TASK DETAILS »
Your job is to return every line in the data holding the string "target".

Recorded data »

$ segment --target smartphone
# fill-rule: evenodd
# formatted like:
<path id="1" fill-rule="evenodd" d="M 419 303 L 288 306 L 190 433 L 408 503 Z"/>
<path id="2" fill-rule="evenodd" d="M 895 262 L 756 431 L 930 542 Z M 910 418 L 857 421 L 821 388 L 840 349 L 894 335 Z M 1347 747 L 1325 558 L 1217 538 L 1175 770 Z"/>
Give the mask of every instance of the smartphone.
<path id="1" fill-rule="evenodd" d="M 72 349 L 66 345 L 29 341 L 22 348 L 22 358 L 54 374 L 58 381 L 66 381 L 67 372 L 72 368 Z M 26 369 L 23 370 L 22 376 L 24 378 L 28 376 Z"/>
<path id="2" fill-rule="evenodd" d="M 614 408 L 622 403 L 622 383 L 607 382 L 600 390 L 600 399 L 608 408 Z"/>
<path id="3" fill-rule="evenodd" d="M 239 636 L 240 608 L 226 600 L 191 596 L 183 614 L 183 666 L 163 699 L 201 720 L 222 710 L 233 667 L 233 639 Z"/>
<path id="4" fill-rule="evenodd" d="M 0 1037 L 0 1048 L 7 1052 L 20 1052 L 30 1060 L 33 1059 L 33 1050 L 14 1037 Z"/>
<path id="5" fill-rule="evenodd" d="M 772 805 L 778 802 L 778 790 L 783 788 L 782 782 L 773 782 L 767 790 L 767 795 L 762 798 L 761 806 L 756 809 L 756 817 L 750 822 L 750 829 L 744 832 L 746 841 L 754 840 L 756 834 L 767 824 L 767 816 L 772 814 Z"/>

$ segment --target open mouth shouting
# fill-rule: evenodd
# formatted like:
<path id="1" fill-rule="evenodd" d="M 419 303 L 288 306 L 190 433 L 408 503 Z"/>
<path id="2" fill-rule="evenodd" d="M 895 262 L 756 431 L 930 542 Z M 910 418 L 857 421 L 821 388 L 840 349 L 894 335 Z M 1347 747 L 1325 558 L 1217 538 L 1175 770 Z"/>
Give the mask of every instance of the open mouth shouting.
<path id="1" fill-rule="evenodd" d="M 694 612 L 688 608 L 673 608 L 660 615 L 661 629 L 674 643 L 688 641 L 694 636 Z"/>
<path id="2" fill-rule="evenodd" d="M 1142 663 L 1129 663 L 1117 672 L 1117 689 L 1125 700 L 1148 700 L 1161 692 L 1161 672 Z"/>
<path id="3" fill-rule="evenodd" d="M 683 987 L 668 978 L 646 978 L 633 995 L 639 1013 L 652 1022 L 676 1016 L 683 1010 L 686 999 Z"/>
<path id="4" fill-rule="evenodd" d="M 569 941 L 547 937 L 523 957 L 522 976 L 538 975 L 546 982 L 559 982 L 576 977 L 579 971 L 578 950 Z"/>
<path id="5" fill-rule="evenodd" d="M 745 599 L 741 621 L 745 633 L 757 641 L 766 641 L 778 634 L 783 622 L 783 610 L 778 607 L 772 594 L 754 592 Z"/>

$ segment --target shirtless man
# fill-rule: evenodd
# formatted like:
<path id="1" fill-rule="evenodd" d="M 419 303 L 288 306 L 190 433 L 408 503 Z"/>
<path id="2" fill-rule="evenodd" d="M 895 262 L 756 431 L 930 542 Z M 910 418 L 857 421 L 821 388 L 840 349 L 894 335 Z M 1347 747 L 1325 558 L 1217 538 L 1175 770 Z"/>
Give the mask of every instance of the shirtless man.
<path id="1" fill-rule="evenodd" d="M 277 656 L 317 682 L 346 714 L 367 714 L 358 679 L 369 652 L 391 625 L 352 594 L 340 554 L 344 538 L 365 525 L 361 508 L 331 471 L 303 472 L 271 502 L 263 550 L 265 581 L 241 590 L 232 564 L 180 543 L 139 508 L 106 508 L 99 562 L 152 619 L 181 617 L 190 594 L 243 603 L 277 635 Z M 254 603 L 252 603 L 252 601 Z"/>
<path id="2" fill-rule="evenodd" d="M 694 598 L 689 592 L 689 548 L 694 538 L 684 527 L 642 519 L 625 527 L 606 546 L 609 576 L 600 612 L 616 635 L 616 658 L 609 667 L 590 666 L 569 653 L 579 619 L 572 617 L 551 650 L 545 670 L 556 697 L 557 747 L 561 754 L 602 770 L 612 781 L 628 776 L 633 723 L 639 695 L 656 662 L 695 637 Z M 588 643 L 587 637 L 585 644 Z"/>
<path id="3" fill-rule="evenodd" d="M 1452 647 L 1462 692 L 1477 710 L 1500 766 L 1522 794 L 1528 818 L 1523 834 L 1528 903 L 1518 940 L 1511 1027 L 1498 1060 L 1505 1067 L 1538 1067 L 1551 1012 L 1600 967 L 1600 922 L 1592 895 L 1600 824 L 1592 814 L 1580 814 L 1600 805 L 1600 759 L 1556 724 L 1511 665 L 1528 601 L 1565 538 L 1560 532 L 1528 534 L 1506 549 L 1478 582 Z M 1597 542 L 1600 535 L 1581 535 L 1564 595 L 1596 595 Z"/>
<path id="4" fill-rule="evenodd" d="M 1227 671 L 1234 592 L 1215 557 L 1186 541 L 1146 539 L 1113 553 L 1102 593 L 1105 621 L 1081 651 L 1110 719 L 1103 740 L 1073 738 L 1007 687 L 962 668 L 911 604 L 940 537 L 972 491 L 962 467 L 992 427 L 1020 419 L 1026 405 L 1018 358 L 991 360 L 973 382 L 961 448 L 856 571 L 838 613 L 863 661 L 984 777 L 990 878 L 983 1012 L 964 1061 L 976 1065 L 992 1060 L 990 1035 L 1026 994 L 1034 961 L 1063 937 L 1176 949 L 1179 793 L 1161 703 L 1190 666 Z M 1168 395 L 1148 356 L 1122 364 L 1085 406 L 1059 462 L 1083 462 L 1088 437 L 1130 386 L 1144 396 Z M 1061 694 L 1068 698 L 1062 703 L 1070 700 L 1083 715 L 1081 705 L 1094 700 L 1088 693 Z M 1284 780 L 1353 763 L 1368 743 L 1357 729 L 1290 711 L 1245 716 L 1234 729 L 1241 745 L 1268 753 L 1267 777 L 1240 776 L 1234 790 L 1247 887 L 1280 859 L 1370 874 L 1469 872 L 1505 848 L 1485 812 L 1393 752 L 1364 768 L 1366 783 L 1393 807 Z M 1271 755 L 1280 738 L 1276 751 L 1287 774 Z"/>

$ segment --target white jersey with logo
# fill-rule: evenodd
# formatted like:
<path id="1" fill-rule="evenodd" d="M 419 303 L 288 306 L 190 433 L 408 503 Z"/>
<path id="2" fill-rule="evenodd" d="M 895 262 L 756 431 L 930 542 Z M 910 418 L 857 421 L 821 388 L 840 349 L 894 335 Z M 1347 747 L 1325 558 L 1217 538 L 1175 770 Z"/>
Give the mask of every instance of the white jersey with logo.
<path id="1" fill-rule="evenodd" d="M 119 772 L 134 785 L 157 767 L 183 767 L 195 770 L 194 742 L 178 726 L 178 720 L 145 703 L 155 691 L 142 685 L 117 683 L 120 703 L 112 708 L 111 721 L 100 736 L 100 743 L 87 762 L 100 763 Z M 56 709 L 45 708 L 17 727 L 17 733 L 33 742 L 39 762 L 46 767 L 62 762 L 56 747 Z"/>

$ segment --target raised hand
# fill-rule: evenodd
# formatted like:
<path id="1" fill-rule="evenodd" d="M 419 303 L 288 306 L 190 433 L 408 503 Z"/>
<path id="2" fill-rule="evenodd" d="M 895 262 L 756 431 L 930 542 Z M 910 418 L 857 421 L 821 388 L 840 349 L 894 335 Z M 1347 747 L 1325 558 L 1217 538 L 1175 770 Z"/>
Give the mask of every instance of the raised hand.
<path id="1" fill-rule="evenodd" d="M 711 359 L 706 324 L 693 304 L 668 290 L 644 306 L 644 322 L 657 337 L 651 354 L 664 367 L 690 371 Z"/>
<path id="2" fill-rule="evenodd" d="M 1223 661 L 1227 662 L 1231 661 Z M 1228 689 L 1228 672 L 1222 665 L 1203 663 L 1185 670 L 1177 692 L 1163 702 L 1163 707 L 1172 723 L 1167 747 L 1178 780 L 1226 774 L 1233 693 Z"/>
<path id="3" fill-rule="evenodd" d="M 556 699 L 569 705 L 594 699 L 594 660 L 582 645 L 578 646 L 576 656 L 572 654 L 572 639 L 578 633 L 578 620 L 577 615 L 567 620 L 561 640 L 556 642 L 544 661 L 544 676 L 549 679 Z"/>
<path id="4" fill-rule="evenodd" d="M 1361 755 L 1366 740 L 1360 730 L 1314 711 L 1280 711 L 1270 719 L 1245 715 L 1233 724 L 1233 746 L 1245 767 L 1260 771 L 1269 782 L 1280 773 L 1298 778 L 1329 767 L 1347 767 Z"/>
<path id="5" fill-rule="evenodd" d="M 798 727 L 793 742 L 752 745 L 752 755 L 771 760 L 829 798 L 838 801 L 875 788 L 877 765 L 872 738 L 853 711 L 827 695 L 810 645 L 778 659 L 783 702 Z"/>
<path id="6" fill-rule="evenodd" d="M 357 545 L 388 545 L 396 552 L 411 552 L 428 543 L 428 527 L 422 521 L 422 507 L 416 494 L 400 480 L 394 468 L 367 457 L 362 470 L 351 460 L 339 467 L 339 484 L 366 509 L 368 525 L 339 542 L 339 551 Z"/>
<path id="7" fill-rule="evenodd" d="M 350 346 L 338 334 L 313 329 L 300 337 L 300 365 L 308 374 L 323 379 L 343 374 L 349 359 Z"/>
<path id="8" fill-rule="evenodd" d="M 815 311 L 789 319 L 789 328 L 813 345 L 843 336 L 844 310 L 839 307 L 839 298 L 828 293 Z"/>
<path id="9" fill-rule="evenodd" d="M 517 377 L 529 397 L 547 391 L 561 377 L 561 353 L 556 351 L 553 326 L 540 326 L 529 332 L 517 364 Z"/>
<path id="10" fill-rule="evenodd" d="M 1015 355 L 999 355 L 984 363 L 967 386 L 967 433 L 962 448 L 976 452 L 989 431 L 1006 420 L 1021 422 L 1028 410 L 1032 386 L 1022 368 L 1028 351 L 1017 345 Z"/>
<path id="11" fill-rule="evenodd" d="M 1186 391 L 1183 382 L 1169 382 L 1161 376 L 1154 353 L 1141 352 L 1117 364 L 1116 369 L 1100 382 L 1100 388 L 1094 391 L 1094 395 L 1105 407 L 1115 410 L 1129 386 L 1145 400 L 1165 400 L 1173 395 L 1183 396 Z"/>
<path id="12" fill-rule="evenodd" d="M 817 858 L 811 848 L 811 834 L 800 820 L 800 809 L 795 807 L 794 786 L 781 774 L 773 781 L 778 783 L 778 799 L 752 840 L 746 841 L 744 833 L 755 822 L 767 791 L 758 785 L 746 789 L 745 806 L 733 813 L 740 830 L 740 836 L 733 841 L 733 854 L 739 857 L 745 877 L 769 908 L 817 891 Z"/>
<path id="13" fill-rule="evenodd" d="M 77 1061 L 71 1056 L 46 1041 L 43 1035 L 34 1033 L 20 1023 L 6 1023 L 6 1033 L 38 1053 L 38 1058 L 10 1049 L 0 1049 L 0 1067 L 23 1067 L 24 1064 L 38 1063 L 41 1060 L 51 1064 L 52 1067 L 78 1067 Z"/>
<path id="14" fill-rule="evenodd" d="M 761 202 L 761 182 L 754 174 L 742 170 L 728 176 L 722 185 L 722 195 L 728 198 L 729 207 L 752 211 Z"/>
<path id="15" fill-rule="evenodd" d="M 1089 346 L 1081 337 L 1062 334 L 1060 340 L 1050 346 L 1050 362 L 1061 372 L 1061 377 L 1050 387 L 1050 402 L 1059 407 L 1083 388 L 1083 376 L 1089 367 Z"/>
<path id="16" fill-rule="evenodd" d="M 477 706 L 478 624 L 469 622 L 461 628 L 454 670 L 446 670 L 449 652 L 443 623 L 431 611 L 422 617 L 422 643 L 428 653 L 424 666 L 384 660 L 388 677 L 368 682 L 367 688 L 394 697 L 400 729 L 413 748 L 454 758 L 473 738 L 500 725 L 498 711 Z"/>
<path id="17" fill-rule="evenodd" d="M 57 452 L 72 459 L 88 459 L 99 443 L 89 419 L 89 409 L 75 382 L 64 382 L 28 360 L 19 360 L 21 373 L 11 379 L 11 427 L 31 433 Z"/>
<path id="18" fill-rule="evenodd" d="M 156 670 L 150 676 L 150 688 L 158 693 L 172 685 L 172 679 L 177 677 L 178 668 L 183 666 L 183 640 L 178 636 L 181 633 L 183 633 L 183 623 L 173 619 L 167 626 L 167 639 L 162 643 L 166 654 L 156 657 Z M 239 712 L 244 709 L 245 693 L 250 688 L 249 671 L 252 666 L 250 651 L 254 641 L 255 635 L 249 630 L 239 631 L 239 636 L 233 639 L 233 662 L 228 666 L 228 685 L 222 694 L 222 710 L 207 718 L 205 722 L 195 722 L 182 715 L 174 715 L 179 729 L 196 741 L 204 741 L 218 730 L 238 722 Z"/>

PROBLEM SOLUTION »
$ segment --target smartphone
$ segment --target open mouth shouting
$ segment --target shirtless man
$ segment --target white jersey with logo
$ segment --target raised hand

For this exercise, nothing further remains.